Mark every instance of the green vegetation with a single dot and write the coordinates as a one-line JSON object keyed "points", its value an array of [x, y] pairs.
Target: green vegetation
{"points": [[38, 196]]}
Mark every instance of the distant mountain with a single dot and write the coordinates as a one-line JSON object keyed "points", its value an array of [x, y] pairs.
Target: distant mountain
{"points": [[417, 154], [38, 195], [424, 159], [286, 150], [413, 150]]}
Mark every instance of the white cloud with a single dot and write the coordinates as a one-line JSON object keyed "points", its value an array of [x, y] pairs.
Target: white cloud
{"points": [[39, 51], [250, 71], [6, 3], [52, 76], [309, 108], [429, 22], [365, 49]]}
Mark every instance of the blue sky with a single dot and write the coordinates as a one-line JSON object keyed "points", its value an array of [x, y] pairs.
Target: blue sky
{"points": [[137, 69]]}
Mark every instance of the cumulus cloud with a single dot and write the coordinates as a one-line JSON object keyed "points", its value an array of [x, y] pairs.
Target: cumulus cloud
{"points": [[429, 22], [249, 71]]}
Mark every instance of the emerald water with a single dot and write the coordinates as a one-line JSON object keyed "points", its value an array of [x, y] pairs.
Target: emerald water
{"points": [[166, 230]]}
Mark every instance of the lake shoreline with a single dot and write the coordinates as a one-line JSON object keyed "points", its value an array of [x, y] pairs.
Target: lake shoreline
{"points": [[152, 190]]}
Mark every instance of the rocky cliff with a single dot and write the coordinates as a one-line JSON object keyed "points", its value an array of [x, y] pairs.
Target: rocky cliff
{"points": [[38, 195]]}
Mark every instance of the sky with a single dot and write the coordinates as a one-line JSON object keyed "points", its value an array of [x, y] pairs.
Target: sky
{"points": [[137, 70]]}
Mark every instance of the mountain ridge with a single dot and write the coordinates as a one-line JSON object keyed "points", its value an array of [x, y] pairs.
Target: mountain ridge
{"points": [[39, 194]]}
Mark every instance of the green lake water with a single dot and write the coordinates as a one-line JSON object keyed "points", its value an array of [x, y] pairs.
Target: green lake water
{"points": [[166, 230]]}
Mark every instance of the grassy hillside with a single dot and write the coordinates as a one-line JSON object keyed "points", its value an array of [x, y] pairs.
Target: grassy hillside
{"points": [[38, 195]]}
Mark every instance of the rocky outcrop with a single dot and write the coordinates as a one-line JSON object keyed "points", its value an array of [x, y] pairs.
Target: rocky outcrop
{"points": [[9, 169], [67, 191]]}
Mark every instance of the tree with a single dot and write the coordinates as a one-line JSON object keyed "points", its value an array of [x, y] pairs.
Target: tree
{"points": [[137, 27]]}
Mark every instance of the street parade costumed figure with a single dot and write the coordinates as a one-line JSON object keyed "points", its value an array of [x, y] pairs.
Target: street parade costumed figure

****************

_Exercise_
What is needed is every line from the data above that includes the string "parade", copied out.

_Solution to the problem_
Mark every instance of the street parade costumed figure with a single dot and write the coordinates as a one-line JSON object keyed "points", its value an array of [x, y] pairs.
Target: street parade costumed figure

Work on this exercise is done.